=== Text section ===

Another parallel search may include, for instance, a query of a
social book-marking site such as del.icio.us.com as discussed
above. A query of the social bookmarks server 170 includes a text
search through both bookmarks themselves and tags associated
therewith. As discussed above, use of a social book-marking site
helps to narrow a union set of results searched for by the
publisher match server 104 to those most relevant and those that
are most popular.
[0024] The top website results from the search engine 150 query and
the top website results of the social bookmark server 170 query are
combined as a union set, thus eliminating redundancy in the union
set of search results, and a predetermined number (N) of top
websites in the union set of results is returned. This
predetermined number N, for instance, may be the top 25 websites. A
random plurality of the top predetermined number of N of the union
set of search results is chosen for subsequent hyperlink display on
the webpage that resulted the plurality of keywords for which the
relevant websites were searched.
[0025] In conducting the query through a search engine 150 with the
plurality of keywords, combinations of the plurality of keywords
are employed in various search strategies. A top M number of web
pages that result from each combination search are recorded in
memory 132 and/or the database 124. A union is taken of each of the
top M websites that resulted from the combination searches, wherein
the union is a first union set of search results. The first union
set of results for co-relevance is analyzed with reference to the
content of the web page. A rank score is given to each website of
the first union set of results based on a cosine similarity between
the first union set of results and the content of the subscriber
web page. Each score is then normalized to a scale of 100.

=== The data ===

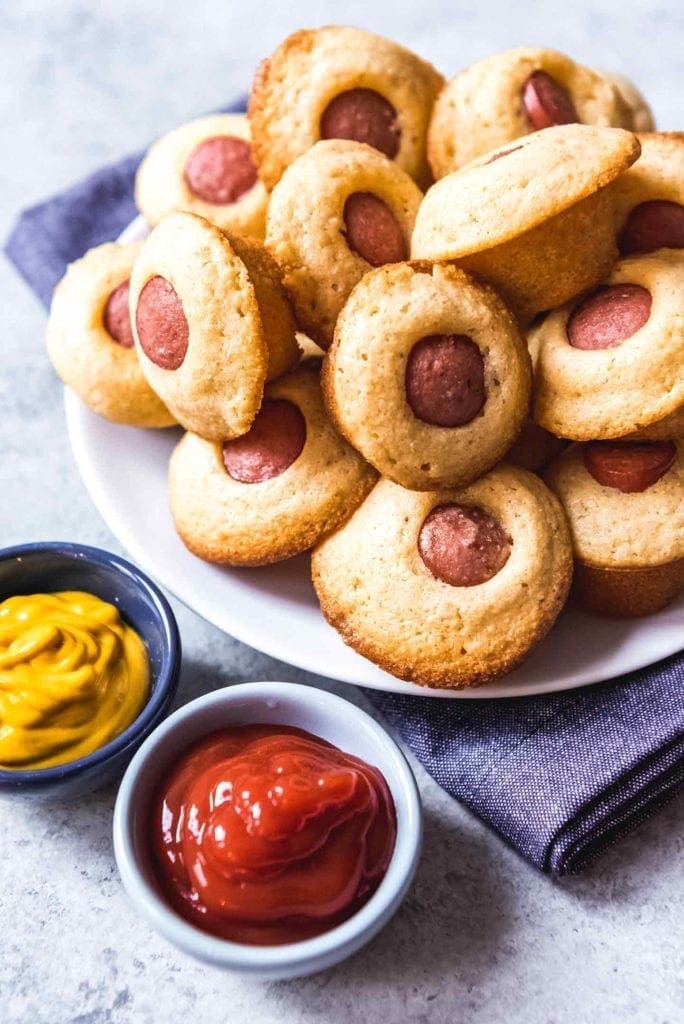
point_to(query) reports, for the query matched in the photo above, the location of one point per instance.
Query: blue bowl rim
(165, 681)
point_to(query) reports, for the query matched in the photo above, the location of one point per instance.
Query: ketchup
(266, 835)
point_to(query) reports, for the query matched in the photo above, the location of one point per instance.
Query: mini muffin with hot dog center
(211, 323)
(612, 361)
(535, 219)
(339, 210)
(428, 376)
(274, 492)
(447, 588)
(639, 116)
(510, 94)
(90, 339)
(338, 82)
(649, 198)
(205, 167)
(535, 446)
(625, 504)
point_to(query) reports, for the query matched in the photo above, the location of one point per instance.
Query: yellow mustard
(73, 676)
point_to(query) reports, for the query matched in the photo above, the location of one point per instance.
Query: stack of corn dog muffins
(431, 331)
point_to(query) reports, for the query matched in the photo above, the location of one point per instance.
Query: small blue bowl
(39, 568)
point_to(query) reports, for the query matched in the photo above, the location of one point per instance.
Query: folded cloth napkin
(561, 776)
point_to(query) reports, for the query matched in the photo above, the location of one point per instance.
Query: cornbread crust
(293, 87)
(613, 529)
(628, 593)
(606, 393)
(305, 225)
(223, 520)
(481, 109)
(629, 547)
(376, 591)
(536, 223)
(161, 186)
(535, 448)
(217, 390)
(103, 374)
(658, 173)
(364, 374)
(639, 116)
(670, 428)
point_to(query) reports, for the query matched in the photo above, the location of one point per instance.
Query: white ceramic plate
(274, 608)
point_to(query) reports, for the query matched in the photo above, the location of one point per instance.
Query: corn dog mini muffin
(533, 219)
(670, 428)
(90, 339)
(339, 82)
(447, 588)
(205, 167)
(274, 492)
(639, 115)
(339, 210)
(511, 94)
(612, 361)
(428, 376)
(649, 198)
(535, 446)
(211, 323)
(625, 504)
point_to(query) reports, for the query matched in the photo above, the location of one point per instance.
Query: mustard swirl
(73, 676)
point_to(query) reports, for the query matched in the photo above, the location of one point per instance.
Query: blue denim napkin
(560, 777)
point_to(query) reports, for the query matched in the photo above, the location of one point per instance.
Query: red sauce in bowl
(266, 835)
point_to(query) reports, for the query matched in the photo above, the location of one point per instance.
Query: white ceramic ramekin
(283, 704)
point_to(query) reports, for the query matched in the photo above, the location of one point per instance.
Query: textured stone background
(482, 937)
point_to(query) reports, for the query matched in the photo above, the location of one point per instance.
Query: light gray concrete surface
(482, 937)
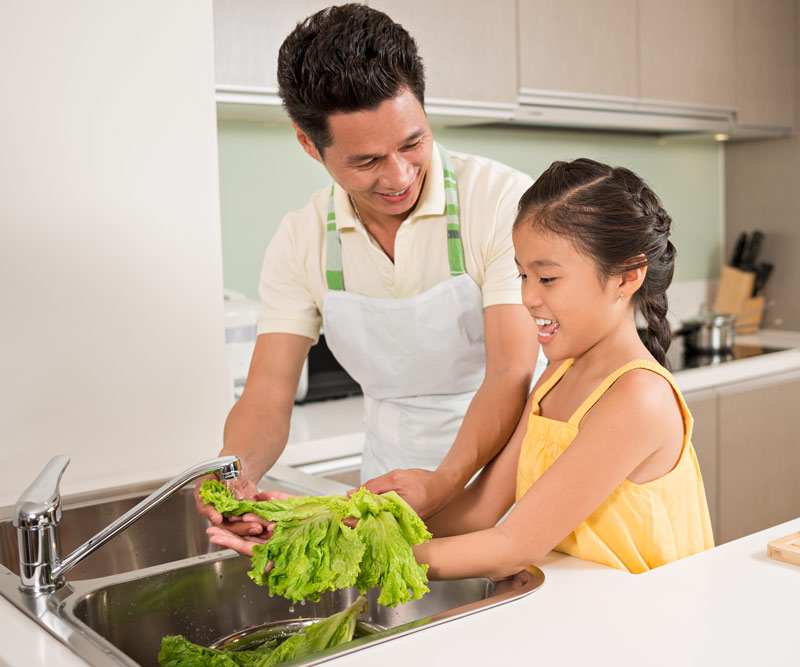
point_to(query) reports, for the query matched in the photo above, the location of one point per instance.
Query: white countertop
(729, 604)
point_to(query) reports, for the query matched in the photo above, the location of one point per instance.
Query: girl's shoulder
(644, 392)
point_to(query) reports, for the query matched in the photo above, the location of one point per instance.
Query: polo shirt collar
(431, 199)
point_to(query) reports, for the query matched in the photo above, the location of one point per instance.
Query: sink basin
(210, 600)
(161, 576)
(172, 531)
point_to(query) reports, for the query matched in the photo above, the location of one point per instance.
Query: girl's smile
(574, 309)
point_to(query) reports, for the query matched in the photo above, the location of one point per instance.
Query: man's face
(380, 157)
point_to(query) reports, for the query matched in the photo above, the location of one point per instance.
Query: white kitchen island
(730, 605)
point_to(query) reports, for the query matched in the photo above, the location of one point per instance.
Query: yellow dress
(639, 526)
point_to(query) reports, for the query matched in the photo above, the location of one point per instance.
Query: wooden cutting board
(786, 549)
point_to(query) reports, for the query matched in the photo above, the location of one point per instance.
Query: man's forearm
(488, 424)
(256, 433)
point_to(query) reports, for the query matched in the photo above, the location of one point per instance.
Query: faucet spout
(37, 514)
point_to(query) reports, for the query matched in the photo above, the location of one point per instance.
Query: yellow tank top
(639, 526)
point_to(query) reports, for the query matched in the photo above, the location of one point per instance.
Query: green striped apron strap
(333, 255)
(455, 249)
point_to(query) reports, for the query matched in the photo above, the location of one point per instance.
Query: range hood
(537, 108)
(574, 110)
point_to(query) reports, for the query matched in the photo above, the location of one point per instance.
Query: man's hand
(245, 525)
(241, 545)
(422, 489)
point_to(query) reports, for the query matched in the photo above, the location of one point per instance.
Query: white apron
(419, 360)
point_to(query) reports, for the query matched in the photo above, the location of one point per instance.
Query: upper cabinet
(715, 66)
(579, 46)
(687, 51)
(468, 46)
(247, 36)
(765, 62)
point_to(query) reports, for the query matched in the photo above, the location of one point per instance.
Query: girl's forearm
(486, 553)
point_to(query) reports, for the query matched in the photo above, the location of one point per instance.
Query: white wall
(112, 338)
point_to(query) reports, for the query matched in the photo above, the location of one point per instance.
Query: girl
(601, 466)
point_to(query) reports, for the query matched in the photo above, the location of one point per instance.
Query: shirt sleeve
(501, 284)
(287, 301)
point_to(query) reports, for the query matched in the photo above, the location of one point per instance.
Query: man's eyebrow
(366, 157)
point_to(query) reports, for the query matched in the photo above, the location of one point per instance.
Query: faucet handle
(40, 504)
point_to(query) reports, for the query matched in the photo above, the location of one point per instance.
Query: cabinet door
(703, 406)
(759, 454)
(579, 46)
(468, 46)
(687, 51)
(248, 34)
(765, 62)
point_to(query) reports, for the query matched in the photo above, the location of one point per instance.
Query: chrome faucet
(37, 515)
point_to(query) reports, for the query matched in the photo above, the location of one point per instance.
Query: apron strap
(455, 248)
(333, 255)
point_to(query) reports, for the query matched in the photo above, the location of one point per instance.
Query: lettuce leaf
(176, 651)
(313, 551)
(312, 555)
(339, 628)
(334, 630)
(389, 562)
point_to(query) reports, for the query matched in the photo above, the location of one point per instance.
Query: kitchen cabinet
(765, 62)
(759, 454)
(687, 51)
(749, 452)
(247, 36)
(468, 46)
(579, 46)
(705, 438)
(680, 66)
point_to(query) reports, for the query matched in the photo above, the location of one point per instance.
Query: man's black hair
(343, 59)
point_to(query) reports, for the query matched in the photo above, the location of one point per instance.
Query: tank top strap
(541, 392)
(653, 366)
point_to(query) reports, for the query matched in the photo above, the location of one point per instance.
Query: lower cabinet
(747, 438)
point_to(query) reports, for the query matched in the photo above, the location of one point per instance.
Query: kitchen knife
(738, 250)
(751, 251)
(763, 272)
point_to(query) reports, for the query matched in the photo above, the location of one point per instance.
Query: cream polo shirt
(293, 284)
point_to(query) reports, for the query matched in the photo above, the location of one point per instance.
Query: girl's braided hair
(613, 217)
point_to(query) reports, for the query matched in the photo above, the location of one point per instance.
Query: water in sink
(209, 601)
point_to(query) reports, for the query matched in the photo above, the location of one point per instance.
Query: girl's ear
(632, 279)
(307, 144)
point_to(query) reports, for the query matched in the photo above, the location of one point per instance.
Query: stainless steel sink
(172, 531)
(161, 577)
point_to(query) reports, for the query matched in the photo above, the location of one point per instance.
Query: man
(407, 263)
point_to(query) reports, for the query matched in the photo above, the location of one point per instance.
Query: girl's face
(573, 307)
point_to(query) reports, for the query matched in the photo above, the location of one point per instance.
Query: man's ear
(307, 144)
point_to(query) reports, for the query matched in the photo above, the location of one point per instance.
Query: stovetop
(683, 360)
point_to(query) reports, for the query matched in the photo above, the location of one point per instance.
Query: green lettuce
(176, 651)
(313, 551)
(332, 631)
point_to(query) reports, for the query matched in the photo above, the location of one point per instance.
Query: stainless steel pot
(710, 332)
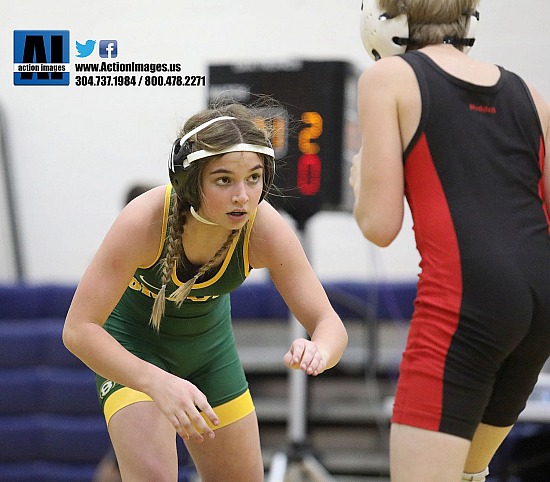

===

Directions:
1 - Pick out each line in the rows that contains the word "white".
2 - Take the passage on ranking combined search results further, continuing after its final sentence.

Final results:
1 -
Query: white ceramic plate
Query: white ceramic ramekin
Query: white countertop
Query: white kitchen island
Query: white apron
Query: white wall

2 -
[0026] In conducting the query through a social bookmarks server
170 with the plurality of keywords, combinations of the plurality
of keywords are employed in various search strategies. A top M
number of web pages that result from each combination search are
recorded in memory 132 and/or the database 124. A union is taken of
each of the top M websites that resulted from the combination
searches, wherein the union is a second union set of search
results. The second union set of results for co-relevance is
analyzed with reference to the content of the web page. A rank
score is given to each website of the second union set of results
based on a cosine similarity between the second union set of
results and the content of the subscriber web page. Each score is
then normalized to a scale of 100.
[0027] In each of the searches referenced above, whether through a
search engine 150 or a social bookmarks server 170, the score for a
website is doubled when it is found in both the first and second
sets of results. The maximum score, therefore, of the finally
returned set of top scored websites is 200. As discussed before, a
predetermined number N of top websites in the union set of results
from the search engine 150 query and the social book mark server
170 query is obtained by the publisher match server 104. This step
may include the requirement that each selected website in the top
predetermined number N of websites have a ranking score above a
minimum threshold, such as 80. Furthermore, the random selection of
the plurality of websites for hyperlink display on keyword
extracted web pages may include a probabilistic bias toward higher
scored websites.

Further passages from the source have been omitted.